--- start ---

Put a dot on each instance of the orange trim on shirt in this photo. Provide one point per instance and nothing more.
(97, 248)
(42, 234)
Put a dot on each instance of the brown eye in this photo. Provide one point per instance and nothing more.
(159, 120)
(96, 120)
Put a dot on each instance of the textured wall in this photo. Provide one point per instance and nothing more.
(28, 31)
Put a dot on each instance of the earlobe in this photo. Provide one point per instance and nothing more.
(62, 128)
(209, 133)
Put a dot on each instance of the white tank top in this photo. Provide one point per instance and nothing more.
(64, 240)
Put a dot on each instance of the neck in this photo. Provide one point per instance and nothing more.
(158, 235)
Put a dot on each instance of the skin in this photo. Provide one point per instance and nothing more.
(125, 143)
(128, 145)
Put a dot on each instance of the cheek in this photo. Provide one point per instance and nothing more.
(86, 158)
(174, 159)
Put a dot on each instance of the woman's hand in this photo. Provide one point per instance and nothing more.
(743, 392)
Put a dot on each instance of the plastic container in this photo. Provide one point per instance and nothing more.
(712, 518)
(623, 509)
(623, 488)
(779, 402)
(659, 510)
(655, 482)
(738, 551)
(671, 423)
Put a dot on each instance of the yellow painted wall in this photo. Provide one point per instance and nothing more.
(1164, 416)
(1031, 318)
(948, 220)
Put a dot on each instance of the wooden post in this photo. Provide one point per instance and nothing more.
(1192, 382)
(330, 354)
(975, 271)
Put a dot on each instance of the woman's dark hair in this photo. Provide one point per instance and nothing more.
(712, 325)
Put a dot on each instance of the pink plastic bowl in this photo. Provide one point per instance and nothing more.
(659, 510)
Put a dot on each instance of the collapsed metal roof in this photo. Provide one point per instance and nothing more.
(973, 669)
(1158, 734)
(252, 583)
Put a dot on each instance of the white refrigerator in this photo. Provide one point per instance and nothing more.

--- end ---

→ WHAT IS NEEDED
In the listing, from the line with "Put a dot on each instance of the pink" through the end, switch "collapsed metal roof" to "damaged metal roof". Give only those lines again, with nothing else changed.

→ TASK SOLUTION
Put a dot on each instance of the pink plastic bowl in this photo. Provide one point per instance and nothing more.
(659, 510)
Put a dot on each instance of the damaged metal roof in this photo. Provide one point per instance and nothing more.
(973, 669)
(1158, 734)
(252, 583)
Put a dot on each instance of the white refrigerator in this photo. Provide one point per instance and nothing more.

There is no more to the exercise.